▸ Text excerpt:
====================

But thanks for the warning ;) Thankfully I've dealt with that sort of behavior in the past. So recognize when it's going to be problematic.
 
So Crystal and Flash have been actually been doing well working through some of their problems. He has made some big strides with her and being more open and actually communicating well which is really cool.

I noticed since my small discussion with Cath about her not telling me when she intends to see me, she seems to be more chatty about that sort of thing. She asked today if she could come over Wednesday (which is my Birthday!!!) but she asked ahead of time! I am so excited, I know it's dumb, but just knowing when I can expect some time is such a big deal for me.

====================

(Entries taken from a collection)
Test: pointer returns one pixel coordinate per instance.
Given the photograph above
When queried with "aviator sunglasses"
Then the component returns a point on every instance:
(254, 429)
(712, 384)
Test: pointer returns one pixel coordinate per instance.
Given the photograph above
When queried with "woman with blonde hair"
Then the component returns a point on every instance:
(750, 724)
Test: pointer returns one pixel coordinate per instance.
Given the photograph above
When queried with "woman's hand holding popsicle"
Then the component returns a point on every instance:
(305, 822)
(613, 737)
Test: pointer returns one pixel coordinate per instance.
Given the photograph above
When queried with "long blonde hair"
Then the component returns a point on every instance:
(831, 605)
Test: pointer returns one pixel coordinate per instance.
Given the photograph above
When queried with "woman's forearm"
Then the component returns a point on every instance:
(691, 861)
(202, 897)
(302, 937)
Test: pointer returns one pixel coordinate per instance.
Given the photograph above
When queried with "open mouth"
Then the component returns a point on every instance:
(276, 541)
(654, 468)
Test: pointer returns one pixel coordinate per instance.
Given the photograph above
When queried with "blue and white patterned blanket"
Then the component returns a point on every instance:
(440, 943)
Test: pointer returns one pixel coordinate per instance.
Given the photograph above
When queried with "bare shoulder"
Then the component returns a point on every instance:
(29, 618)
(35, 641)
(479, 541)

====================

Translate this sentence from the personal post into Spanish: "Thankfully I've dealt with that sort of behavior in the past."

Afortunadamente, ya he lidiado con ese tipo de comportamiento en el pasado.